**EXERCISE TASK:** Reproduce everything in the data below, from the line containing "in dark coat" down to the line containing "[[644, 422]]", including both of those lines.

**DATASET EXCERPTS:**
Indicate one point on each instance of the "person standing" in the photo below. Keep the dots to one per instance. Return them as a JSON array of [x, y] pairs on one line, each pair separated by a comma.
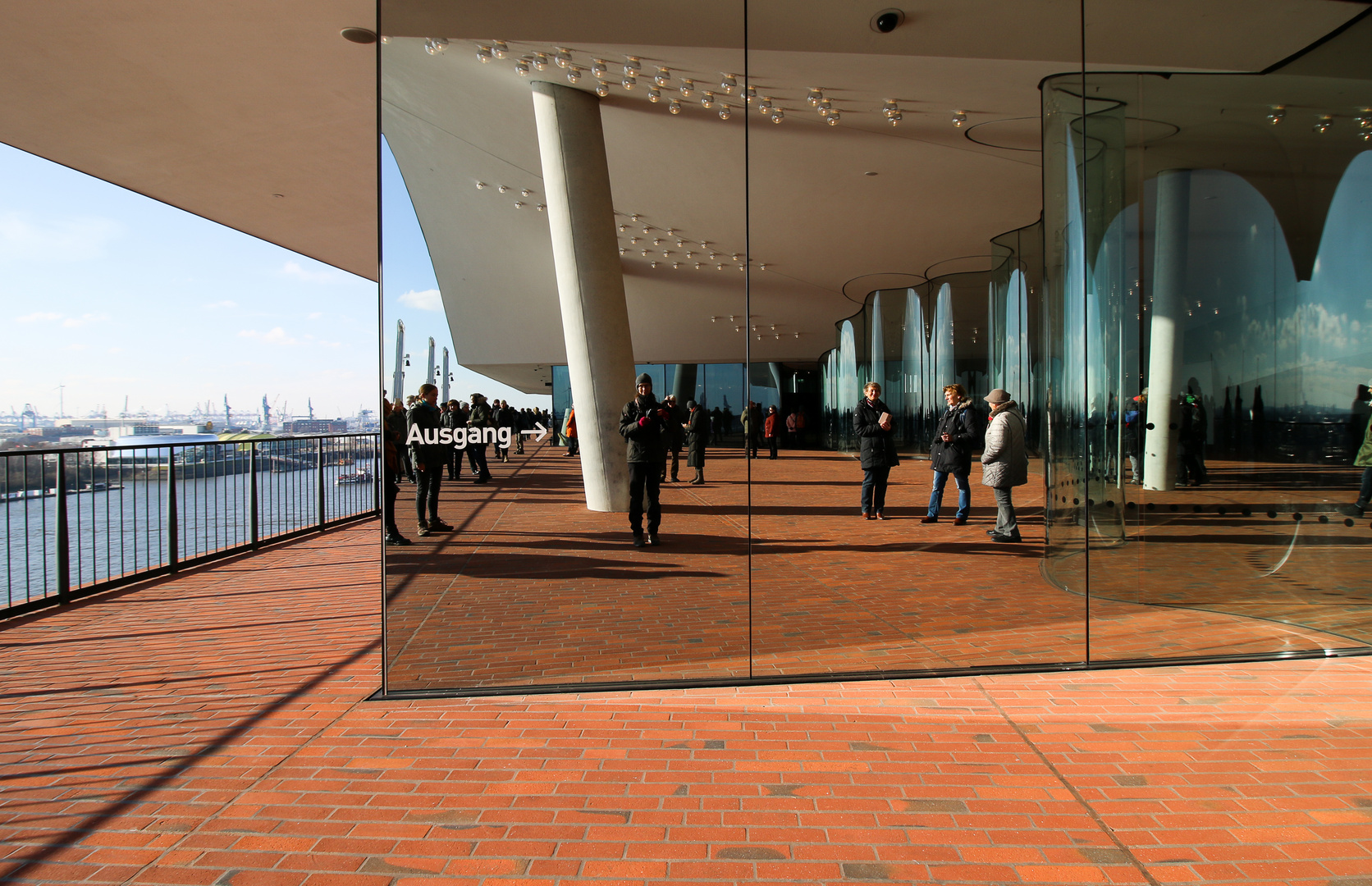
[[951, 453], [571, 434], [1004, 461], [675, 439], [876, 432], [697, 432], [771, 431], [644, 426], [394, 441], [428, 459], [481, 418]]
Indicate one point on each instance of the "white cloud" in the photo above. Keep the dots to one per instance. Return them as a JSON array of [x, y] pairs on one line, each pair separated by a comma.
[[66, 239], [84, 320], [426, 300], [295, 269], [276, 335]]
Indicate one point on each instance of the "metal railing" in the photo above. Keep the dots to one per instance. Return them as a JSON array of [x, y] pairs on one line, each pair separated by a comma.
[[84, 520]]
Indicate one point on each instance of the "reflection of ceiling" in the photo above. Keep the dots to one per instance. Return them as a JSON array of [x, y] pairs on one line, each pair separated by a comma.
[[812, 214], [213, 107]]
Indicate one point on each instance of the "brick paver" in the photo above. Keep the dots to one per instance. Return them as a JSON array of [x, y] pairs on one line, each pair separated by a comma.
[[216, 728]]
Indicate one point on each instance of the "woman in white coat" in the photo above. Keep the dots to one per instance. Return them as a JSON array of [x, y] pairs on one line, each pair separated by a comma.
[[1004, 461]]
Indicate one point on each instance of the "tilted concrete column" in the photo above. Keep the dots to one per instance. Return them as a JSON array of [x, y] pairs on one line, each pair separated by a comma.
[[1169, 310], [590, 284]]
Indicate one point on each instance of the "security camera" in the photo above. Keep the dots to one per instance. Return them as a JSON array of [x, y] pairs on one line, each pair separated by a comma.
[[886, 21]]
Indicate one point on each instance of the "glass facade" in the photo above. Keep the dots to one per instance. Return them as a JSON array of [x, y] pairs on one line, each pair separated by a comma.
[[1178, 306]]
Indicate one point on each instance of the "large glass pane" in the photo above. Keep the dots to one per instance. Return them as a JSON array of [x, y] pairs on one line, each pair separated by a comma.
[[882, 165], [1216, 238], [498, 121]]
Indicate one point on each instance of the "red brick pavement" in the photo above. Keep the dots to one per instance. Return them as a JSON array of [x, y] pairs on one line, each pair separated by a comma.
[[216, 728], [535, 589]]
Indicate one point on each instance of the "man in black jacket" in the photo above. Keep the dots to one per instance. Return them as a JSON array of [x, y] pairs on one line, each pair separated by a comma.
[[430, 457], [645, 426]]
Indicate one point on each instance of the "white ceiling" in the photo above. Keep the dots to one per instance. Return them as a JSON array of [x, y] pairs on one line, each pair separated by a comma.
[[794, 195]]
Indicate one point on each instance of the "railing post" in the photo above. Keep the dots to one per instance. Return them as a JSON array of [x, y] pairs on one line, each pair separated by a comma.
[[173, 535], [318, 467], [63, 534], [253, 504]]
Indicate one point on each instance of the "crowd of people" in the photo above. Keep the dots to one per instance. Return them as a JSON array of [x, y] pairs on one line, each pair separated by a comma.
[[426, 439]]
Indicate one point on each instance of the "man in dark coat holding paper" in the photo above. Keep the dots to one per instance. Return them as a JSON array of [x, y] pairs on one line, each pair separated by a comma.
[[644, 422]]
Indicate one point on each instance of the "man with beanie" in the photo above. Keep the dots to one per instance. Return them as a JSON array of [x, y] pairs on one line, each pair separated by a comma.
[[645, 426]]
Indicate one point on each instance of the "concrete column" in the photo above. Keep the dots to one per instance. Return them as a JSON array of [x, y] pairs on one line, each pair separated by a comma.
[[1169, 312], [590, 284], [684, 384]]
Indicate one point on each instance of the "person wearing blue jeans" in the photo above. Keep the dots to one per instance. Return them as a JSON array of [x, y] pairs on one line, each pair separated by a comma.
[[949, 453]]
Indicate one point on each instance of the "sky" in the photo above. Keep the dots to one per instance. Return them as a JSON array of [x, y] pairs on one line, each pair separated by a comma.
[[106, 294]]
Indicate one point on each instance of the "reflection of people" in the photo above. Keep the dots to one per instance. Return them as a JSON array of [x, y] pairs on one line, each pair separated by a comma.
[[1135, 422], [675, 439], [697, 431], [877, 445], [771, 430], [644, 424], [951, 453], [571, 432], [1004, 461], [428, 459], [390, 469], [1364, 461]]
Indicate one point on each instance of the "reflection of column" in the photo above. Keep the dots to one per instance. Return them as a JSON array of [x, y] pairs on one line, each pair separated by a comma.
[[684, 384], [590, 284], [1169, 276]]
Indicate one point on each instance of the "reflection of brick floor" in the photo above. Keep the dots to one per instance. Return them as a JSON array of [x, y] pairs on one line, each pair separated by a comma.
[[214, 728], [535, 589]]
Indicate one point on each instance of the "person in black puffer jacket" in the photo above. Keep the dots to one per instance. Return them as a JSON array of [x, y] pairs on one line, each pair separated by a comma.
[[958, 432], [876, 430], [644, 422]]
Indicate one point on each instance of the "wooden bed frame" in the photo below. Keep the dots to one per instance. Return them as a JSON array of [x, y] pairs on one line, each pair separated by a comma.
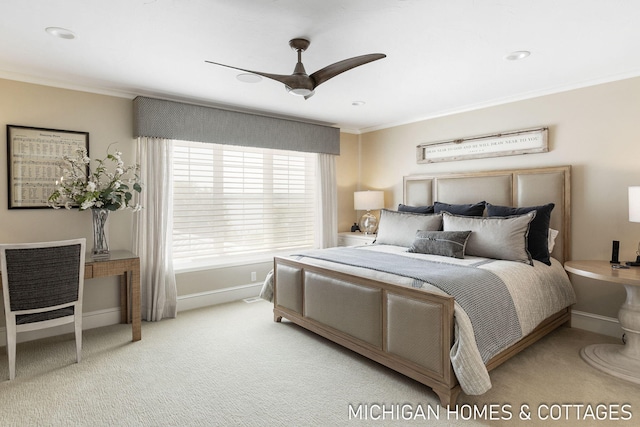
[[374, 318]]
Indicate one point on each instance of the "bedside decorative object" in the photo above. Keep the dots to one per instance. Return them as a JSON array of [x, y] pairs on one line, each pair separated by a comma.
[[97, 189], [368, 201], [634, 216], [622, 361]]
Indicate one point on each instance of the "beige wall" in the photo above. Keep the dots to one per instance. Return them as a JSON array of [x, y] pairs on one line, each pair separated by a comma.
[[596, 130]]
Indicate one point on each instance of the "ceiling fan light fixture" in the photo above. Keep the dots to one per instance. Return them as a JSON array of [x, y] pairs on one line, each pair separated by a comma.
[[61, 33], [301, 91], [249, 78], [517, 55]]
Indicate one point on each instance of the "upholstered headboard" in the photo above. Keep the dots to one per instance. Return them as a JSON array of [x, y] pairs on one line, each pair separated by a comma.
[[517, 188]]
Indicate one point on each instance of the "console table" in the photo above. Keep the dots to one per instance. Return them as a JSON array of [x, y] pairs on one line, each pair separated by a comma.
[[622, 361], [126, 265]]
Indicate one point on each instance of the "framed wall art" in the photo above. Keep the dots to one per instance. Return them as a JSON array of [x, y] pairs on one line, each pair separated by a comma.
[[34, 157], [510, 143]]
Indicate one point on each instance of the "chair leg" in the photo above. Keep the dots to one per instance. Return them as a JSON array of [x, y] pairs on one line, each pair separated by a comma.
[[11, 348], [78, 328]]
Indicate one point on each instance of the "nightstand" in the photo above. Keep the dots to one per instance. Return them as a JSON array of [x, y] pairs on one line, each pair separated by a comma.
[[355, 239], [622, 361]]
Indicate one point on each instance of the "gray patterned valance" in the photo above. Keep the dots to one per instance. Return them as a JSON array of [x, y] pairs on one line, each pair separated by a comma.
[[175, 120]]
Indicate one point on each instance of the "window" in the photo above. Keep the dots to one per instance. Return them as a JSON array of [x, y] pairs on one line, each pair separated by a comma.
[[235, 202]]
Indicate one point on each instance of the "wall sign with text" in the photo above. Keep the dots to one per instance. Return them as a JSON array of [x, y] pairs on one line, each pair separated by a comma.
[[34, 157], [524, 141]]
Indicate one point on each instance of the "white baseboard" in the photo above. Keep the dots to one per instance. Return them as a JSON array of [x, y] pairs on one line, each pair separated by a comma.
[[596, 323], [219, 296], [99, 318]]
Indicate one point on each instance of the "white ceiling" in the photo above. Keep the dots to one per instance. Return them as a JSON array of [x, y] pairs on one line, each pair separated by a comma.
[[443, 56]]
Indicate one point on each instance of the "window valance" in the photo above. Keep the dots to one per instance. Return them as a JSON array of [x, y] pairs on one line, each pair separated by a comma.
[[176, 120]]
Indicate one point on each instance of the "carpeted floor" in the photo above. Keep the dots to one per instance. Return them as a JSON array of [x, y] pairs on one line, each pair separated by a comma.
[[231, 365]]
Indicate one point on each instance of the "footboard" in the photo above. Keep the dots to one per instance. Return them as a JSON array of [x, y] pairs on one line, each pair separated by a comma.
[[405, 329]]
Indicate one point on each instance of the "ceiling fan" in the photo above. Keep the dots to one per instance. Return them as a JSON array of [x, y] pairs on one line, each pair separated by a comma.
[[300, 83]]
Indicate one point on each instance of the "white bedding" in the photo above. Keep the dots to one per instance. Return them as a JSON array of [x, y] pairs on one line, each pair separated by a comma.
[[537, 292]]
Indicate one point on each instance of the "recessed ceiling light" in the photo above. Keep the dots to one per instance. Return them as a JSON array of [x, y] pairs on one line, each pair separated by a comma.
[[249, 78], [62, 33], [517, 55]]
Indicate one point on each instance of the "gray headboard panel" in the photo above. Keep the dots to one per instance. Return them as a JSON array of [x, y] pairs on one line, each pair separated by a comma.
[[517, 187]]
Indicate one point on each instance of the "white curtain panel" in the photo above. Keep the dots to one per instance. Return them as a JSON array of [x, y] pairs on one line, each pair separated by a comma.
[[153, 229], [327, 202]]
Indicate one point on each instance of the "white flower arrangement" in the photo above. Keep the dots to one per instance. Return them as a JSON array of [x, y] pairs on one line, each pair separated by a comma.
[[88, 188]]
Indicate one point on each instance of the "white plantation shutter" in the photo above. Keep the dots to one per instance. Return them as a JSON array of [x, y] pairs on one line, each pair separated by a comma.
[[232, 201]]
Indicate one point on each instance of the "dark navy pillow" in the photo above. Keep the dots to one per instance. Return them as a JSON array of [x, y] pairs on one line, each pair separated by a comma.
[[474, 209], [538, 229], [415, 209]]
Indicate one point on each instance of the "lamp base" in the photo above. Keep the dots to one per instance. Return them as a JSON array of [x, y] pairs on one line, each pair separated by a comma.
[[368, 223]]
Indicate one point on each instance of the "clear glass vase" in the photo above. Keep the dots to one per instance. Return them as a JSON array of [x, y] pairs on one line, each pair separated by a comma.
[[100, 219]]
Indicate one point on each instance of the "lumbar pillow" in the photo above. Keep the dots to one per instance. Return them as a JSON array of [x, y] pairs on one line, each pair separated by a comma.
[[399, 228], [539, 230], [473, 209], [415, 209], [445, 243], [494, 237]]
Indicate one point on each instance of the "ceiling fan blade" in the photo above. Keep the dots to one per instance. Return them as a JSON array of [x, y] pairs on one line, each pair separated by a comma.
[[333, 70], [286, 79]]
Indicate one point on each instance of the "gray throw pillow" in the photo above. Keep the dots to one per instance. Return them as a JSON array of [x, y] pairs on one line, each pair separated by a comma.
[[399, 228], [445, 243], [494, 237]]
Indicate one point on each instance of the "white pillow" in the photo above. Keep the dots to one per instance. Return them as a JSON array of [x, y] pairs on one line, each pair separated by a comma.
[[494, 237], [399, 228]]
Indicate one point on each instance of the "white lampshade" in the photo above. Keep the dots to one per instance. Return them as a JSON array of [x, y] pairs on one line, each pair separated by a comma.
[[368, 200], [634, 204]]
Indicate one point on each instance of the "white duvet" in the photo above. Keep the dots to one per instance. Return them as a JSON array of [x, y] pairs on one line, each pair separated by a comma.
[[537, 292]]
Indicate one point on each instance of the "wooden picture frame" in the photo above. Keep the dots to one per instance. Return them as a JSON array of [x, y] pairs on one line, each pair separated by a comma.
[[34, 158], [525, 141]]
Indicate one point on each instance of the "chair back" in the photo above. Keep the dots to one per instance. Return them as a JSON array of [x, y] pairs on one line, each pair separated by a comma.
[[37, 276]]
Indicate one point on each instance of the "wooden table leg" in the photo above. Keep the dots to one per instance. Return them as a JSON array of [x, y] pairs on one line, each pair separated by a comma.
[[135, 304], [124, 299]]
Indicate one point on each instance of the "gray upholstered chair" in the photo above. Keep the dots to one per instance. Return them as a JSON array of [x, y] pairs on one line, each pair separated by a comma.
[[42, 285]]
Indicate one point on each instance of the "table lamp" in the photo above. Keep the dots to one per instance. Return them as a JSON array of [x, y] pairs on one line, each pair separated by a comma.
[[368, 201], [634, 216]]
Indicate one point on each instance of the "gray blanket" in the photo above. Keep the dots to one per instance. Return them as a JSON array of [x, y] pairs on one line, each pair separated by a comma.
[[482, 294]]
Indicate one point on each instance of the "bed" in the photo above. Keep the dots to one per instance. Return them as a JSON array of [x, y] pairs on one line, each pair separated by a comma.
[[395, 301]]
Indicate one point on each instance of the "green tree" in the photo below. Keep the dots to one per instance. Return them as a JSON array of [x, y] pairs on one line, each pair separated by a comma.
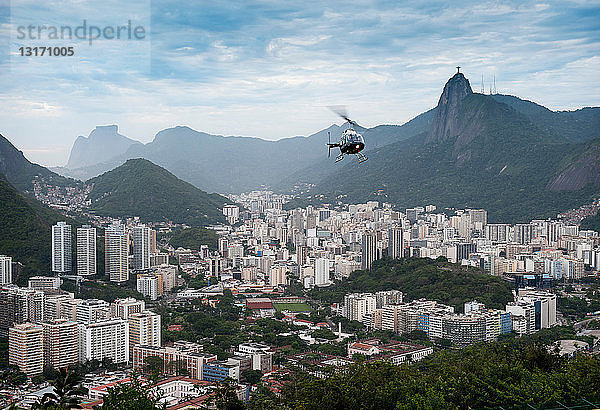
[[67, 388], [225, 396], [252, 376], [134, 395]]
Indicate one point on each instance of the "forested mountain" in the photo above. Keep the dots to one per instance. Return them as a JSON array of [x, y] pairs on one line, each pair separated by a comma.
[[141, 188], [478, 152], [21, 173], [25, 230]]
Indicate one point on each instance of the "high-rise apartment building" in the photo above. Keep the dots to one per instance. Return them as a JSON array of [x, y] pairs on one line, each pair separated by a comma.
[[86, 250], [369, 249], [149, 285], [107, 339], [61, 348], [19, 305], [321, 271], [116, 242], [25, 348], [356, 305], [144, 330], [141, 247], [92, 310], [5, 270], [61, 248], [396, 242], [124, 308]]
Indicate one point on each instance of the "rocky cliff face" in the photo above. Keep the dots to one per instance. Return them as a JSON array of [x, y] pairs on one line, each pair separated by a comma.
[[446, 121], [584, 171], [103, 144]]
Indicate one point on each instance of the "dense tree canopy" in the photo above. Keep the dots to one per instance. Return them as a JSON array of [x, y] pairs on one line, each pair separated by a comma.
[[437, 279]]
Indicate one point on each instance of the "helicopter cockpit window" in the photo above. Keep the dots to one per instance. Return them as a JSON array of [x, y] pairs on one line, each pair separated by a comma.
[[355, 138]]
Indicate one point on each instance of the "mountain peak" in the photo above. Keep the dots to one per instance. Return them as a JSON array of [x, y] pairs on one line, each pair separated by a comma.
[[445, 121], [103, 144]]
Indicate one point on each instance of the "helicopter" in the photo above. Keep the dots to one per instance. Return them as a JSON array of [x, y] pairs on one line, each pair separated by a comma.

**ANSWER TO THIS EXERCISE:**
Indicate one point on each instance of the "man in dark coat holding paper" in the photo above. Keep the dots to one per instance. Return them as a JSON array of [x, y] pairs on one line, each pair separated by a comma.
[[644, 422]]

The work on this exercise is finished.